--- Text section ---
She never did enjoy the journal. For her it was a chore and the cancer was something she wanted to forget. Instead she wanted to remember Elena as she was prior to November 29th, a talented and beautiful little girl untouched by the disease that would one day take her life. Still, she wrote, often in haste and usually about the events of the day. And in the book, every entry from Brooke is duplicated by a secondary entry from me that will remain private and only for Gracie. Even today, Brooke has yet to read the book or even glance over the entries I write online. For her, it is still too painful. And I understand.

 
In television and radio interviews, people ask Brooke about the cereal kisses, the Hello-Kitty walkie talkies and letting Elena drive in the empty parking lots. They figure she wrote these entries. She shrugs and talks of what she remembers. Later, she opens the book on the way home to recall. And then, as we drive to our house, she laughs as the memories return. In truth it was me that wrote about these memories and more in an effort to put on paper what I knew we would forget one day, both for Gracie and for us. And even I need the book to remember.

 
Lately we’ve decided to divide and conquer. Brooke runs the charity and I do the speeches and interviews about the book. Considering I wrote the majority of the journals and she does a much better job of managing the charity, we figure this is a good compromise. Still, there isn’t a time when I’m asked if Brooke can speak or participate in the interview. After all, she’s the main author – I’m just a ghost writer. And everyone does like Brooke better.

--- Source information ---

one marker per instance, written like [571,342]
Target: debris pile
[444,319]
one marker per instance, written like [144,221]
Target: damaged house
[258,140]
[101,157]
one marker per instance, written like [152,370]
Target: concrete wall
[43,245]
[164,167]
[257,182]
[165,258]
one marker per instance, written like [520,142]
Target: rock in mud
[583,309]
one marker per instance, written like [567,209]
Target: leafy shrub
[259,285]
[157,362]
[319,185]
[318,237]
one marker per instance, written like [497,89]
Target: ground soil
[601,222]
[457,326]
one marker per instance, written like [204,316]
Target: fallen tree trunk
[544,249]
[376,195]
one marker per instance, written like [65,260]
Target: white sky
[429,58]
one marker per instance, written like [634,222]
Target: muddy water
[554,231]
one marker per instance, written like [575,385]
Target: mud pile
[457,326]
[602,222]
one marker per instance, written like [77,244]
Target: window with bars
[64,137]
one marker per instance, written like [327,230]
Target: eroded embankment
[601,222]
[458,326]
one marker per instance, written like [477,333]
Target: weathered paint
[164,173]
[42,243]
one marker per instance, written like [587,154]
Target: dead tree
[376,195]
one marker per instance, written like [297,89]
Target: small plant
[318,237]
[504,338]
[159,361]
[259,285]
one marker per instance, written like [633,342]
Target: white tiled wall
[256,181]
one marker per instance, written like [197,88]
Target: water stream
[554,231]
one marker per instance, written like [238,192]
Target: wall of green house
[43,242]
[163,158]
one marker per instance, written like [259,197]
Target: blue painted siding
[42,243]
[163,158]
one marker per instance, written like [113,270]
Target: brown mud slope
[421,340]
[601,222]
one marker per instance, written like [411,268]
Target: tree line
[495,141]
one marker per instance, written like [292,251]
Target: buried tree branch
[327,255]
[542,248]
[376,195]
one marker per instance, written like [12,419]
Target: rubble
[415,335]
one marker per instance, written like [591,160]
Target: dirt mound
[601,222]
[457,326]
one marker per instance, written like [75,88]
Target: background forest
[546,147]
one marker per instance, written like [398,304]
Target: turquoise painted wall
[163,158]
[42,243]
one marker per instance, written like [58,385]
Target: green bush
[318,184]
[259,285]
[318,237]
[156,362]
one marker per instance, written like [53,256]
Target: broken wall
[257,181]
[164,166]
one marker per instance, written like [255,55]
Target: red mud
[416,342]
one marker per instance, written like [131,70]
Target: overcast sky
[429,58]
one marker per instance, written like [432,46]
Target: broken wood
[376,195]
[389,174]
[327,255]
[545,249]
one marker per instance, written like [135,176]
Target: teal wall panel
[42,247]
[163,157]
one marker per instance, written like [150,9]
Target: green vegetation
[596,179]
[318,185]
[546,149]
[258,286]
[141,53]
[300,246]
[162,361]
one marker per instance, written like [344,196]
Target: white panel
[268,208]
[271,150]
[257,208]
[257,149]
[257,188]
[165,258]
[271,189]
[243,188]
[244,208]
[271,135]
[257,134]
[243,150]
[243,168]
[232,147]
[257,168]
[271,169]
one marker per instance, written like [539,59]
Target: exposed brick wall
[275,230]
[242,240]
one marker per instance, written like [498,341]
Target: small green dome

---

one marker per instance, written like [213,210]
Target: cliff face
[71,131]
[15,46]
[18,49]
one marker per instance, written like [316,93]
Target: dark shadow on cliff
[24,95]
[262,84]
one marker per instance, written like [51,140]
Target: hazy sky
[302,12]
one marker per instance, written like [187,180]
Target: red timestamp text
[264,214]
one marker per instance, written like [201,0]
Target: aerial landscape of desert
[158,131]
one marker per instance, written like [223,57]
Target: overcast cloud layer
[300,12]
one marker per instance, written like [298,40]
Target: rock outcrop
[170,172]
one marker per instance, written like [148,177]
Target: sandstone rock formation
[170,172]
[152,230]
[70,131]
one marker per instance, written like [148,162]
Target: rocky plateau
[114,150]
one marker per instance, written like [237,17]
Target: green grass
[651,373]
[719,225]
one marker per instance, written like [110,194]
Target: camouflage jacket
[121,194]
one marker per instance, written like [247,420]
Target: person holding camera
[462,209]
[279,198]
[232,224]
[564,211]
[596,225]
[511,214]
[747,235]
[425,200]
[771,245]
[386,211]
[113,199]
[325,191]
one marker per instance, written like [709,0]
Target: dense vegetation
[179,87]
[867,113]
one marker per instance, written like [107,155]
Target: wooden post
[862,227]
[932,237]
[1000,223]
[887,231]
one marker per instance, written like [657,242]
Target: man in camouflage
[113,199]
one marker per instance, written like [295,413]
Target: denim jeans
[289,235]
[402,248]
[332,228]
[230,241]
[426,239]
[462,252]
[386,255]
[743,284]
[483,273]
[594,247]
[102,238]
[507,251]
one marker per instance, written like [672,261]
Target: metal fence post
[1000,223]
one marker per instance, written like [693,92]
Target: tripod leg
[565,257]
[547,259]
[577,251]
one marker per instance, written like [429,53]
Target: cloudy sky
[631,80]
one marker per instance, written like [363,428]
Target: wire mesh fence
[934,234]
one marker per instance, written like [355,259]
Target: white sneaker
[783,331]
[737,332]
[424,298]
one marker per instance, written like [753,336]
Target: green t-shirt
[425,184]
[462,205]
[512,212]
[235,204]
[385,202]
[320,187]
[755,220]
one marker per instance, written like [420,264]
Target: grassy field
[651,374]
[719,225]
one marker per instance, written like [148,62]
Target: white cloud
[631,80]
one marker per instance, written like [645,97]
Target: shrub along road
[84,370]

--- What needs to be done ---
Retype the section of the text about Elena's journal from "She never did" to "And I understand.", keeping every word and mark unchanged.

--- Answer area ---
She never did enjoy the journal. For her it was a chore and the cancer was something she wanted to forget. Instead she wanted to remember Elena as she was prior to November 29th, a talented and beautiful little girl untouched by the disease that would one day take her life. Still, she wrote, often in haste and usually about the events of the day. And in the book, every entry from Brooke is duplicated by a secondary entry from me that will remain private and only for Gracie. Even today, Brooke has yet to read the book or even glance over the entries I write online. For her, it is still too painful. And I understand.